■ Exercise description:
Each line from the one that contains "If you could place a marker on the tall" to the end of the material must be quoted exactly; include both end lines and nothing else.

■ Material provided:
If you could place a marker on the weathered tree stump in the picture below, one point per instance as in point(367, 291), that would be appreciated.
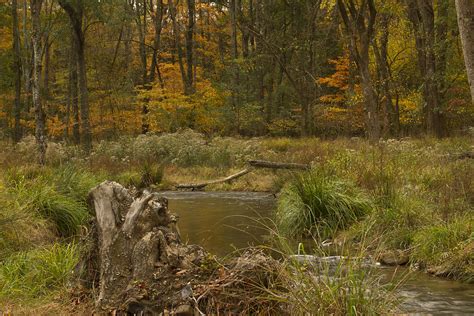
point(137, 243)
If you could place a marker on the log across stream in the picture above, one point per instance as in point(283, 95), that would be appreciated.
point(143, 264)
point(221, 221)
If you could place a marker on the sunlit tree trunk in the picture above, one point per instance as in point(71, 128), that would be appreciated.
point(465, 12)
point(40, 130)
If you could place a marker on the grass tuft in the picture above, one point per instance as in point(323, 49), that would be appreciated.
point(36, 273)
point(316, 203)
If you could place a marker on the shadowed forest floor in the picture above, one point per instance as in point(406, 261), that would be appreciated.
point(420, 194)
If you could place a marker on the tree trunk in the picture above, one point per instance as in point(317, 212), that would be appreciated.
point(74, 97)
point(177, 44)
point(84, 97)
point(465, 12)
point(391, 122)
point(27, 57)
point(75, 16)
point(190, 47)
point(158, 25)
point(141, 27)
point(40, 130)
point(421, 15)
point(17, 73)
point(233, 28)
point(47, 66)
point(359, 24)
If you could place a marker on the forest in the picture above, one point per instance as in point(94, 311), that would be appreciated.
point(355, 116)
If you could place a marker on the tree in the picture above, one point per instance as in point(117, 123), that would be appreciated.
point(76, 14)
point(421, 13)
point(40, 131)
point(359, 23)
point(465, 12)
point(17, 72)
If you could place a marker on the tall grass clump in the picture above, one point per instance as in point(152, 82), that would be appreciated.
point(317, 203)
point(57, 195)
point(37, 273)
point(432, 244)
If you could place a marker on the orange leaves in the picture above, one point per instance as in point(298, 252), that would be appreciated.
point(339, 80)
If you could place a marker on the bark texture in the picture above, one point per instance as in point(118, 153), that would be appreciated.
point(137, 241)
point(465, 11)
point(17, 72)
point(40, 129)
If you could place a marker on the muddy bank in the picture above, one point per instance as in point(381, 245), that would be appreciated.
point(137, 258)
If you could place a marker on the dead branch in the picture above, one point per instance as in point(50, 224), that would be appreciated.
point(200, 186)
point(278, 165)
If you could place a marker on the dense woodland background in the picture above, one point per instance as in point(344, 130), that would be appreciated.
point(98, 69)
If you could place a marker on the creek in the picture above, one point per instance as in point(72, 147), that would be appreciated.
point(223, 222)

■ Solution for this exercise:
If you could place a marker on the tall grass clump in the picture above, one point per instance as in point(152, 82), that would be appreciated.
point(317, 203)
point(57, 195)
point(37, 273)
point(432, 244)
If you could place a marker on the orange leaves in the picture above, one point per instance as in point(298, 252), that would be appreciated.
point(339, 80)
If you could place a marker on the bark texture in the picture above, one point per instance as in point(118, 153), that would be appreciated.
point(137, 241)
point(465, 11)
point(17, 72)
point(40, 129)
If you could place a marker on the muddy bank in the picture above, one point per instance as in point(381, 245), that would be appreciated.
point(137, 258)
If you could place a marker on the dead branch in the picture above, one point per instance as in point(50, 224), that would be appreciated.
point(200, 186)
point(278, 165)
If you could place a marker on the dense woodland background in the picture above, one point per instance as in point(344, 130), that would be appreciated.
point(98, 69)
If you could place a marker on the creek in the picture above, one point per instance as in point(72, 147), that would be appreciated.
point(223, 222)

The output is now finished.